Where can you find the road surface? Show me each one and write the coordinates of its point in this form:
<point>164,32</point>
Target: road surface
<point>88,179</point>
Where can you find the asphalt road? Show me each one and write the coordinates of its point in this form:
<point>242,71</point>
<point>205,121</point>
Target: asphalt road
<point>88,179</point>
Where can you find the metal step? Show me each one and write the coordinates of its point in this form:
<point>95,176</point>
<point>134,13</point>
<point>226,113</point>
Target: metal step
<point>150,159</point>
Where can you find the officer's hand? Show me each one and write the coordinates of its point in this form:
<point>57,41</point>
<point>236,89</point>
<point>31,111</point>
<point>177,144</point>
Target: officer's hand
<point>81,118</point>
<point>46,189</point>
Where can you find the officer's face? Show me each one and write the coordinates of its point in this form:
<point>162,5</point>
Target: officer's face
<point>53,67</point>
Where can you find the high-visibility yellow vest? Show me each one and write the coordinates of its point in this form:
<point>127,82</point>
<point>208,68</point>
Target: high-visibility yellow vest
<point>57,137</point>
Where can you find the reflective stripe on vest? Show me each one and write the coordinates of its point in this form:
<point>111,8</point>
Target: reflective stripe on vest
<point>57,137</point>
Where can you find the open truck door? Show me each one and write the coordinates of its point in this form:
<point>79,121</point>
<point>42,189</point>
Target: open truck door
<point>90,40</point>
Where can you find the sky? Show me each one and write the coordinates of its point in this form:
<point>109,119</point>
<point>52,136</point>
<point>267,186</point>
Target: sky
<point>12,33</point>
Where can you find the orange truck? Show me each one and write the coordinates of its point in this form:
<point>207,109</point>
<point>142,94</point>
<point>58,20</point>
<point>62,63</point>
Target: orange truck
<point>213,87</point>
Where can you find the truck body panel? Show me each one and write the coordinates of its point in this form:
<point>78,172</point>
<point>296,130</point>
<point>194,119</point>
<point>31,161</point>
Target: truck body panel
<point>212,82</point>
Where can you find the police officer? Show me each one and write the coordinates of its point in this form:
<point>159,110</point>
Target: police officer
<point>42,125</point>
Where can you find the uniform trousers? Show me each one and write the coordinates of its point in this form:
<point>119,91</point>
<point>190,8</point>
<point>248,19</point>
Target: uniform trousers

> [TASK TO COMPLETE] Reproduce every record, matching each line exactly.

> [RESPONSE TO THE EXERCISE]
Where can you find the road surface? Show me each one and write the coordinates of its point in this form:
<point>164,32</point>
Target: road surface
<point>88,179</point>
Where can you find the asphalt road? Show me each one and write the coordinates of its point in this form:
<point>242,71</point>
<point>205,121</point>
Target: asphalt road
<point>88,179</point>
Where can you find the metal step? Show me each one and write the coordinates of its point in this form:
<point>95,176</point>
<point>134,13</point>
<point>226,113</point>
Target: metal step
<point>150,159</point>
Where can you find the officer's hand? Show me each one and write the coordinates of its point in this form:
<point>57,41</point>
<point>236,89</point>
<point>31,111</point>
<point>177,144</point>
Target: officer's hand
<point>81,118</point>
<point>46,189</point>
Where can you find the officer's face? Show me each one and write the coordinates of its point in this form:
<point>162,5</point>
Target: officer's face
<point>53,67</point>
Where can you find the high-visibility yellow vest? Show me each one and write the coordinates of its point in this form:
<point>127,82</point>
<point>208,68</point>
Target: high-visibility yellow vest
<point>57,137</point>
Where can you find the reflective stripe on vest? Show me each one and write the coordinates of its point in this form:
<point>111,8</point>
Target: reflective stripe on vest
<point>57,137</point>
Where can you find the open truck door? Show me each one and write the coordinates of its point in this form:
<point>79,121</point>
<point>42,189</point>
Target: open truck door
<point>90,40</point>
Where can you find the sky? Show me each one and write the coordinates of its point in this form:
<point>109,119</point>
<point>52,136</point>
<point>267,186</point>
Target: sky
<point>12,33</point>
Where can you find the orange truck? Show me each one and write the coordinates of its point in this form:
<point>207,109</point>
<point>142,94</point>
<point>58,20</point>
<point>62,63</point>
Target: orange truck
<point>213,87</point>
Where can you find the truck body panel? Show me each one and write the coordinates of its point in this form:
<point>78,172</point>
<point>296,130</point>
<point>194,119</point>
<point>31,161</point>
Target: truck body panel
<point>212,82</point>
Where can you find the police officer? Show me each one and write the coordinates of its point in this form:
<point>159,110</point>
Target: police officer
<point>42,125</point>
Where can you find the uniform trousers? Show me each one and write the coordinates of its point in this form:
<point>119,91</point>
<point>190,8</point>
<point>248,19</point>
Target: uniform trousers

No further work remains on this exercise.